What you need to do
Are you able to retype all the records below exactly?

Collected data
• • • • •
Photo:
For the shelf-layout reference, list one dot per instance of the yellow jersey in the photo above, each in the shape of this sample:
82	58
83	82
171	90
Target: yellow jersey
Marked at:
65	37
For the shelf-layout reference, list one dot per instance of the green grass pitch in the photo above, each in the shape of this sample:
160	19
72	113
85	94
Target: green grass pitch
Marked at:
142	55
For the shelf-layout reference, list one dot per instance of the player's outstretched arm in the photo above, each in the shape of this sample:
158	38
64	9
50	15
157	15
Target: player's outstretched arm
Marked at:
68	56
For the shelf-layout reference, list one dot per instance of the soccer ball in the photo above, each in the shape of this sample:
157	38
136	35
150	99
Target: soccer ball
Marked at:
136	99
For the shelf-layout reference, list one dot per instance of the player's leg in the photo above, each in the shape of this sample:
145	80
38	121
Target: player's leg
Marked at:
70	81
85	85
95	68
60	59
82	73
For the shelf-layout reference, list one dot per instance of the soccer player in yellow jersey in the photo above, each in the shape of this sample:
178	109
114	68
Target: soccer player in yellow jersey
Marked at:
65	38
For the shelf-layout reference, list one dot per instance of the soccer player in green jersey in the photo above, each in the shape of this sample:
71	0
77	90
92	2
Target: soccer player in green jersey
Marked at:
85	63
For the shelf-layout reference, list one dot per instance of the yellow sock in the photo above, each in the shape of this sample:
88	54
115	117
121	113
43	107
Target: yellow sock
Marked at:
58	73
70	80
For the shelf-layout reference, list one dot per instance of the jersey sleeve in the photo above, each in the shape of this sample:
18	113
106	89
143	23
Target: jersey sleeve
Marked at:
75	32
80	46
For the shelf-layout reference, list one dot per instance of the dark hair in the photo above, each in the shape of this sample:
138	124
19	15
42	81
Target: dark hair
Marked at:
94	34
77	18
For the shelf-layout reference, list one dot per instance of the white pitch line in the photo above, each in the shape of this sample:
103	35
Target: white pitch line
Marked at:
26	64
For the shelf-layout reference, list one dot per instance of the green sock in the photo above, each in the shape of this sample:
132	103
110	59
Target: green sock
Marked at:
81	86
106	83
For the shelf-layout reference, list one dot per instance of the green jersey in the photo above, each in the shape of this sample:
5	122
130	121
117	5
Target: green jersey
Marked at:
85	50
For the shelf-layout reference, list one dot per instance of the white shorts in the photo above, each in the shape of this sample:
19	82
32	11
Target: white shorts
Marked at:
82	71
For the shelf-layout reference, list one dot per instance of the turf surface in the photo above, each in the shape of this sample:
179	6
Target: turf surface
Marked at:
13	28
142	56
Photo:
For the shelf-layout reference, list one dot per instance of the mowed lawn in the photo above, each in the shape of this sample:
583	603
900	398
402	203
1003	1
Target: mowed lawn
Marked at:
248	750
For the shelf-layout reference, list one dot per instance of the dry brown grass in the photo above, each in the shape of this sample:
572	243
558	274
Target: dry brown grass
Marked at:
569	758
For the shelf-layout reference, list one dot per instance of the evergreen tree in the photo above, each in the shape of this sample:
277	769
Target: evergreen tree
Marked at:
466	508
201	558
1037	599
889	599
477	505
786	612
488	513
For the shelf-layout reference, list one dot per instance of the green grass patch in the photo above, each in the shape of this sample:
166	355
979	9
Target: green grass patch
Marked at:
• • • • •
Output
Photo:
For the shelf-layout reference, list one dot per instance of the yellow jersey in the photo above, each in the shape of this sample:
82	58
83	82
171	90
Target: yellow jersey
Marked at:
65	37
For the shelf-layout reference, list one dot per instance of the green grass pitch in the photo above, each in the shape of this sample:
160	19
72	113
85	94
Target: green grass pitch
Marked at:
142	55
For the shelf-layout reference, list one dot per instance of the player's outstretched arm in the photo above, each in the shape of this sample:
158	38
64	9
50	15
157	15
Target: player's outstretched arm
Marked at:
68	56
For the shelf-layout reference, list one dot per instance of the soccer ball in the photo above, each in the shape of this sample:
157	38
136	35
150	99
Target: soccer ball
Marked at:
136	99
For the shelf-layout reference, list one dot per instance of the player's leg in the photo above, each in the shape of this sample:
145	80
38	121
Target: player's leg
Marked at:
70	81
85	85
95	68
60	59
82	73
For the shelf-layout reference, list one dot per instance of the soccer player in yellow jersey in the photo above, each in the shape of this sample:
178	109
114	68
Target: soccer player in yellow jersey
Marked at:
65	38
For the shelf-layout reference, list one dot per instance of the soccer player in green jersey in the photo above, each in the shape of this sample:
71	0
77	90
92	2
Target: soccer player in green jersey
Marked at:
85	63
For the shelf-layout reference, list one dot per instance of the yellow sock in the photo above, each in the shape of this sample:
88	54
115	117
121	113
43	107
Target: yellow sock
Marked at:
58	73
70	80
For the shelf-layout reference, list one dot per instance of the jersey sleeve in the photo above, each in the shape of this sample:
18	113
106	89
143	23
Target: jersey sleeve
Marked at:
75	32
80	46
For the shelf-layout reference, list one dot per instance of the dark hair in the photo above, each in the shape of this sample:
138	124
19	15
42	81
Target: dark hair
Marked at:
94	34
77	18
For the shelf-layout reference, list one dot per instance of the white pitch line in the photo above, each in the shape of this sample:
103	35
Target: white pitch line
Marked at:
26	64
For the shelf-layout reference, list one dot per instance of the green sock in the photo above, each in the shape of this sample:
132	103
110	59
Target: green sock
Marked at:
81	86
106	83
For the shelf-layout reference, list one dot per instance of the green jersey in the photo above, each in the shape of this sample:
5	122
130	121
117	5
Target: green jersey
Marked at:
85	50
For the shelf-layout reference, list one dot per instance of the white shorts in the photo above, each in the shape of this sample:
19	82
32	11
Target: white shorts
Marked at:
82	71
For the shelf-layout reference, list one dot per instance of the turf surface in the photo above, each in the shape of this sample:
179	6
Target: turf surface
Marked at:
13	28
142	56
Photo:
For the shelf-layout reference, list one dot per instance of the mowed lawn in the photo above, each in the shape of this sample:
583	603
900	398
402	203
1003	1
Target: mowed lawn
Marked at:
248	750
For the shelf-layout reference, list one dot per instance of the dry brown grass in the photo above, each in the shape of this sample:
572	243
558	274
Target: dry brown grass
Marked at:
569	758
For the shelf-layout reference, list one dot per instance of the evergreen tree in the photo above, each in the shape of this sample:
277	769
Target: evergreen tree
Marked at:
466	508
201	558
1037	599
889	599
477	505
786	612
488	513
For the shelf-layout reference, list one dot per instance of the green grass patch in the photo above, each in the shape of this sample:
166	355
979	9
Target: green grass patch
Marked at:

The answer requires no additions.